The reply should contain every entry exactly as given, with no pictures in it.

++++++++

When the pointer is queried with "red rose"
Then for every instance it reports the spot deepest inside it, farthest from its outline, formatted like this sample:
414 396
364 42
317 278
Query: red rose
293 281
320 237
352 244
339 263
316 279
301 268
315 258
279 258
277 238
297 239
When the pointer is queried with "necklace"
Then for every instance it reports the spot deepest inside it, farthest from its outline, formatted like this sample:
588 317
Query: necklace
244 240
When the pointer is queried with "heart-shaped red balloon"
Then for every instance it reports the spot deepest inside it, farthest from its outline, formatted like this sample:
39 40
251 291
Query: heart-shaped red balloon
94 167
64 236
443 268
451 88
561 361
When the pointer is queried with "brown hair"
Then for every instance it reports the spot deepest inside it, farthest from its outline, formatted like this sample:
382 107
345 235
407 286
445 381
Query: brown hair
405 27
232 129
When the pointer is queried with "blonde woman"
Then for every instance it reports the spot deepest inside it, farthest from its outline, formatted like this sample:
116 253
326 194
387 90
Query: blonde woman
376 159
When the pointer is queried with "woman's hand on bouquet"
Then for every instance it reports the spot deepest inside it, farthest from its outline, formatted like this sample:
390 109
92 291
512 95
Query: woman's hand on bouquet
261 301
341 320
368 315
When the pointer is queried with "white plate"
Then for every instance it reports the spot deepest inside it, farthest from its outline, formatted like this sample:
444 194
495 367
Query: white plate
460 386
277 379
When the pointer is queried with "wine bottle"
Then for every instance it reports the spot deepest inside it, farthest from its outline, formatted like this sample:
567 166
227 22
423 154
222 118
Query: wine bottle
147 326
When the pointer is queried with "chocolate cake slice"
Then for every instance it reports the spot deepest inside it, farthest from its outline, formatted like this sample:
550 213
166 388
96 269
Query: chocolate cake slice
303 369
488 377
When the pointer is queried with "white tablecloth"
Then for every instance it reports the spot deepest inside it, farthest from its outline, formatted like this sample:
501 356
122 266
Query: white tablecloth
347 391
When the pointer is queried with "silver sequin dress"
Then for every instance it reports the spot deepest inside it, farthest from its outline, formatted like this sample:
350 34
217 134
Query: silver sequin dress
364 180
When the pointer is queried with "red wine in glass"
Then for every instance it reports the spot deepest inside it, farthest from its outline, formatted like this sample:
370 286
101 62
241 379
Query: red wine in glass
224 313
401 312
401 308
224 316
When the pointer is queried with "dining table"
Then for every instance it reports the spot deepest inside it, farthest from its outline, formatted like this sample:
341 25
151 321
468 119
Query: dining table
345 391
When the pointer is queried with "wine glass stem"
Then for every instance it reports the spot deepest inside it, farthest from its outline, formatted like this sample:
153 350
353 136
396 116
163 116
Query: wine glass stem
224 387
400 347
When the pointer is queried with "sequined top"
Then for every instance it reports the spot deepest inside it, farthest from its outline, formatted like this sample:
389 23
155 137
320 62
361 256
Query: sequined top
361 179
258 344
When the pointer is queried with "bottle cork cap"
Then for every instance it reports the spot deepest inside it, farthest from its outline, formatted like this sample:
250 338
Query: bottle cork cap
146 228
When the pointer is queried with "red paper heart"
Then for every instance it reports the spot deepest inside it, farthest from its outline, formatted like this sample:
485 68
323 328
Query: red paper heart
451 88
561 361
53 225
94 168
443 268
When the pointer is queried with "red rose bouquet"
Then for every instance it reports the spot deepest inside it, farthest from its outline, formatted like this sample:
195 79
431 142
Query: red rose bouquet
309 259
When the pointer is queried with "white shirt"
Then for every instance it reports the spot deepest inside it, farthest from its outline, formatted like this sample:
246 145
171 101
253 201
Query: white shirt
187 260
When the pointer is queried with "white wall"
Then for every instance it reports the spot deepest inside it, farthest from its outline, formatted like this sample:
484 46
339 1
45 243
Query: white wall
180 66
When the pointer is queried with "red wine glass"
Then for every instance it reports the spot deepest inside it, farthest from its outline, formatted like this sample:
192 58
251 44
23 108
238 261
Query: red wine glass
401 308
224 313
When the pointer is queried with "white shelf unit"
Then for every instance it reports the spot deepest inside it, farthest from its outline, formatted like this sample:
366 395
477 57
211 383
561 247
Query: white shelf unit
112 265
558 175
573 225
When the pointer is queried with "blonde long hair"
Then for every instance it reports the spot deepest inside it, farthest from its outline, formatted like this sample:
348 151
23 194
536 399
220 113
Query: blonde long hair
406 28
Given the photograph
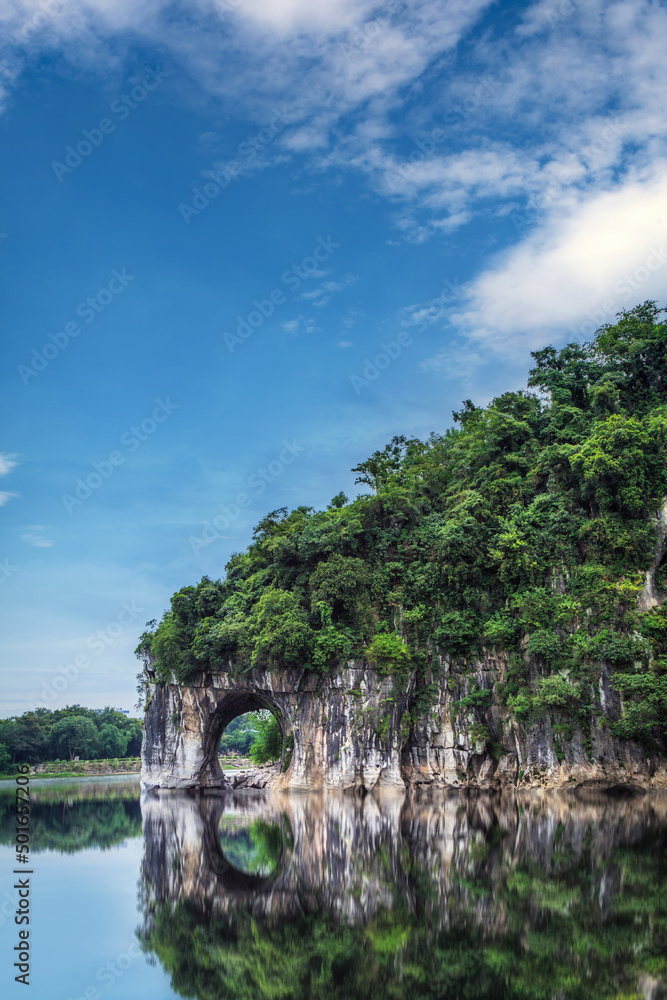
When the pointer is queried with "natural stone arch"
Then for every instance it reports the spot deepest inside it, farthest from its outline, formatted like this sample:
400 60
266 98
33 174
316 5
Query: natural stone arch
231 706
346 727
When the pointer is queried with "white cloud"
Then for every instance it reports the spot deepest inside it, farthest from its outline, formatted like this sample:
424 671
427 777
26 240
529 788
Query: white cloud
301 324
7 463
36 540
590 259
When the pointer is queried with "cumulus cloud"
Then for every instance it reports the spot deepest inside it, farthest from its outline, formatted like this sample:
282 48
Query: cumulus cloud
7 463
589 260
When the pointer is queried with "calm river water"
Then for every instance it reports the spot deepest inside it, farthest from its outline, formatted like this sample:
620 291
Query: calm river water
249 896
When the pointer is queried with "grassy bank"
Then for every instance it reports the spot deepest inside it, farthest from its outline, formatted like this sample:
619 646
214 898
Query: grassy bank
121 765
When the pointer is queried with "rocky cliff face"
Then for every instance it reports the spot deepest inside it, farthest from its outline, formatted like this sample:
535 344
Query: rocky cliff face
487 748
355 730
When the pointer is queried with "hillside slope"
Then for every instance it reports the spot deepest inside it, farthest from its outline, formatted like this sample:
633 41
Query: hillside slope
534 530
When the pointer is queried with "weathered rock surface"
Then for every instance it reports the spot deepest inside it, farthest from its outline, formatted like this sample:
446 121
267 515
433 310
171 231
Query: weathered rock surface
356 730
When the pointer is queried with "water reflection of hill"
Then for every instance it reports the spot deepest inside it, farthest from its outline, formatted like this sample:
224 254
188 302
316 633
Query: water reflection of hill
73 816
466 898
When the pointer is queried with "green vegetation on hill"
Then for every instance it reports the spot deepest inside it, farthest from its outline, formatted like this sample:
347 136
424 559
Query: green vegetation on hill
65 733
528 527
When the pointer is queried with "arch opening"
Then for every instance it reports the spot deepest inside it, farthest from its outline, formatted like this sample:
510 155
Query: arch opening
247 729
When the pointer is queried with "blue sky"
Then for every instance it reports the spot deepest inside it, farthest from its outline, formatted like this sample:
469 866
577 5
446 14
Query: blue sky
218 216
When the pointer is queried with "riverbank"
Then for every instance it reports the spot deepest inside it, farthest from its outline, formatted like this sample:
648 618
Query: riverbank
111 766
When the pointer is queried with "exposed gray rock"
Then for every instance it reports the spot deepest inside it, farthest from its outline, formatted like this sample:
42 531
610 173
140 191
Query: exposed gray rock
354 730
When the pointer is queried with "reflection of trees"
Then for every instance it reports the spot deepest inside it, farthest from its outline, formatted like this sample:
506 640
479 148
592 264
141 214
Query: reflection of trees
477 900
255 848
68 820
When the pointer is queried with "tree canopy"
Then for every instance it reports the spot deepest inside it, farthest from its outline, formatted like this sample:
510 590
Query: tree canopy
530 523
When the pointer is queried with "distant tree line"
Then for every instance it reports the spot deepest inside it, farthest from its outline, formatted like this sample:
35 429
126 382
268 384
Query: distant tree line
65 733
527 528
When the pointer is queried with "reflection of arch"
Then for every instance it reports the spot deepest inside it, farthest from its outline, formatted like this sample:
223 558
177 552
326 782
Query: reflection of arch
233 704
230 878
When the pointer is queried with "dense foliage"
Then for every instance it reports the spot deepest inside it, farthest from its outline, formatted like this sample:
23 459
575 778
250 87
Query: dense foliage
528 527
65 733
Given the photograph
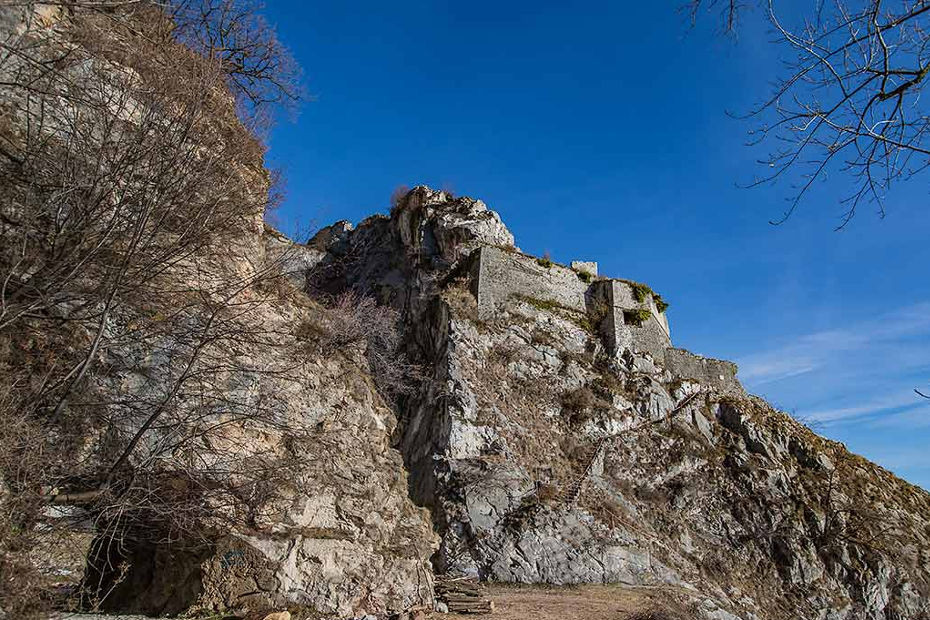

++++++++

▶ _EXPECTED ANSWER_
When the pointer is queried with "red rose"
Then for every instance it reports the spot deepest inside it, farthest from its outline, formatted like this sample:
414 396
364 42
317 278
Query: red rose
293 281
320 237
352 244
339 263
316 279
301 268
315 258
279 258
277 238
297 239
When the pointer is queried with "necklace"
Then for every instance it reports the spot deepest inside it, farthest from its outline, formatted like this sample:
588 317
Query: necklace
244 240
When the pointer is queried with "heart-shaped red balloon"
Then for every instance it reports the spot deepest inside it, farthest from its outline, formatted like this sample:
39 40
251 291
Query: heart-shaped red balloon
94 167
64 236
443 268
451 88
561 361
When the pointer is queried with "brown hair"
Then for every instance it reports the spot deepest inside it, farthest from its outline, formatted like this sample:
382 107
345 235
407 286
445 381
Query: brown hair
405 27
232 129
When the pointer is queried with "blonde woman"
Then for every instance it reports the spot deepest inside it, farthest from its outline, formatted like this sample:
116 253
326 194
387 90
Query: blonde woman
376 159
When the pointer is queried with "woman's hand on bouquet"
Then for every instance it reports the spot deepest inside it, farthest from its outline, formatted like this sample:
390 109
92 291
512 95
Query: woman's hand on bouquet
261 301
341 320
368 315
When the pointer is queried with "white plate"
Then for every instance it reports the spot deepest inside it, farthest from its outline, formatted like this sample:
444 194
495 367
Query: white plate
460 386
277 379
When the pointer is queried with "wine bottle"
Then for every instance it reports the spot deepest inside it, farthest from its outline, formatted like this sample:
567 166
227 22
423 154
222 118
Query: wine bottle
147 326
When the pointer is queried with "chocolate cake slice"
Then for every instance it reports the spot deepest inside it, farthest from its outline, formatted like this sample:
550 213
166 388
96 269
Query: chocolate cake slice
303 369
488 377
When the pointer is queried with "white tablecloth"
Then for every instance it reports the spot deepest inside it, farthest from its outline, formatted like this sample:
501 356
122 266
Query: white tablecloth
347 391
When the pointer is queried with "silver sequin dress"
Then for every instance it reports the spot deepest inside it, farthest from its outline, formatted like this sample:
350 34
217 134
Query: silver sequin dress
364 180
When the pointer is queried with "red wine in glass"
Then for every instance it reports the spot deepest inside it, farthest from its outline, formatted like this sample:
370 286
101 62
241 379
Query: red wine in glass
224 313
401 312
401 308
224 316
When the pointer is queried with "dining table"
Then for every instance it reports the spot deepest inside it, farthest from its outline, formatted like this sample:
341 25
151 321
468 119
Query: dining table
345 391
When the pointer is queried with "wine glass stem"
Then for every instance it reports the spot deepest inside it, farthest from its outline, formatted like this sample:
153 350
353 136
396 116
163 116
Query: wine glass stem
224 387
400 347
When the pointer is queried with "sequined top"
Then for every instance it reports the spot deepest inside it, farthest from its outline, formatted like this sample:
389 23
155 137
320 62
361 256
Query: sequined top
361 179
258 344
When the pointer is queried with "bottle cork cap"
Then for every instance it reports the spot deepest inside it, farthest from its outline, formatted like this sample:
250 338
Query: bottle cork cap
146 228
When the pointer is queried with "red paper heart"
Then for every instance it reports the spot deepest inside it, farthest from its outline, formatted like this sample:
485 68
323 328
Query: red paper heart
451 88
561 361
53 225
94 168
443 268
When the pointer is queried with "red rose bouquet"
Then for every instance it reports the spot deepest inside it, farthest from its outline, formatted like this sample:
195 79
431 142
Query: red rose bouquet
309 259
When the pointer is queried with "white shirt"
Then for every instance it reports the spot deepest inside it, farthest from its outline, formatted like this sample:
246 145
171 101
253 201
Query: white shirt
187 260
When the pointer is queried with "white wall"
Then for every instance it reports the spot deepest inside it, farthest from its outline, formatted like this sample:
484 46
339 1
45 243
Query: white wall
180 66
When the pointer is queried with "red wine glass"
Then for every instance it reports the spot deepest inside it, farthest from its outline, formatted like this sample:
192 58
251 44
23 108
238 261
Query: red wine glass
401 308
224 313
When the pointer is queried with "white shelf unit"
Then for every instance it reports the spot deepest inside it, farthest from its outline, formatted like this sample:
366 395
477 57
211 383
561 247
Query: white shelf unit
112 265
558 175
573 225
When the pointer is queried with "blonde long hair"
Then for every instance it reports the spot deepest inside it, farthest from its outline, formatted like this sample:
348 151
23 194
536 399
220 113
Query: blonde long hair
406 28
Given the photograph
When the pointer is queried with "natural stone arch"
Then for every instance it reports the spot deepest inside it, farthest from its outline, formatted like this sample:
400 60
266 98
33 174
316 5
Query: natural stone arch
231 706
346 727
When the pointer is queried with "white cloud"
Then for every instance it reports the spot deepest inside it, farthest from its outline, formatted like this sample:
424 671
427 777
26 240
529 788
Query: white cloud
301 324
7 463
36 540
590 259
When the pointer is queried with "cumulus cloud"
Then for every instance it reports the spot deepest inside it, farthest from its outline, formatted like this sample:
282 48
Query: cumulus cloud
7 463
589 260
When the pointer is queried with "calm river water"
Then for every instance it reports the spot deepest inside it, farthest from its outline, formatted like this sample:
620 291
Query: calm river water
249 896
When the pointer is queried with "grassy bank"
Then for every instance it reports the spot deepest inside it, farthest from its outline, formatted like this sample:
619 646
214 898
Query: grassy bank
121 765
When the pointer is queried with "rocky cliff face"
Then for every instance it reports the spot deepest inside it, farthest from its outline, formatted like this sample:
535 344
Query: rocky cliff face
487 748
355 730
When the pointer is queried with "hillside slope"
Then for every instance it reports the spot deepest inside it, farthest from its outline, formatted like this sample:
633 41
Query: hillside slope
534 530
When the pointer is queried with "weathered rock surface"
Then for every instance it reports the spot deepest inside it, farthest from its outline, formatted like this sample:
446 121
267 515
433 310
171 231
Query: weathered rock surface
356 730
When the pointer is queried with "water reflection of hill"
Then for every instance it reports the spot deepest inside it, farthest from its outline, formatted like this sample:
224 254
188 302
316 633
Query: water reflection of hill
73 816
466 898
When the pointer is queried with "green vegetation on hill"
Then for every instance it reports the spot deepest inside it, farthest from its outline, formatted like this sample:
347 136
424 559
Query: green vegetation on hill
65 733
528 527
When the pointer is queried with "arch opening"
Then for every instance it reports the spot deepest inside it, farthest from its outline, formatted like this sample:
510 155
Query: arch opening
247 729
When the pointer is queried with "blue sky"
Then for every instance it reports the spot deepest inside it, farthest from its outline, formatted like this sample:
469 866
577 5
446 14
Query: blue sky
218 216
When the pointer is queried with "riverbank"
Then for every instance it reports the spot deepest inside it, farthest from its outline, formatted like this sample:
648 618
Query: riverbank
111 766
When the pointer is queried with "exposed gray rock"
Then for every instance it reports the spot deepest inside it, farthest from its outline, formatted like this sample:
42 531
610 173
140 191
Query: exposed gray rock
354 730
When the pointer is queried with "reflection of trees"
Then for every instance it reports the spot deepest inside it, farthest from its outline, formatted like this sample:
506 640
479 148
592 264
141 214
Query: reflection of trees
477 900
255 848
68 820
When the pointer is queried with "tree canopy"
Then for every instance it reports the spot deepest inside it, farthest from its outline, formatted like this sample:
510 590
Query: tree canopy
530 523
When the pointer is queried with "distant tree line"
Then for every instance it reports the spot deepest inside it, farthest from its outline, formatted like this sample:
35 429
126 382
268 384
Query: distant tree line
65 733
527 528
When the pointer is queried with "reflection of arch"
Then for every instance it reports the spot deepest inside it, farthest from its outline, formatted like this sample:
223 558
177 552
326 782
Query: reflection of arch
233 704
230 878
When the pointer is queried with "dense foliage"
Then for every instance it reports the spot deepest inside it, farthest from its outline, formatted like this sample:
23 459
575 778
250 87
Query: dense foliage
528 527
65 733
Given the photograph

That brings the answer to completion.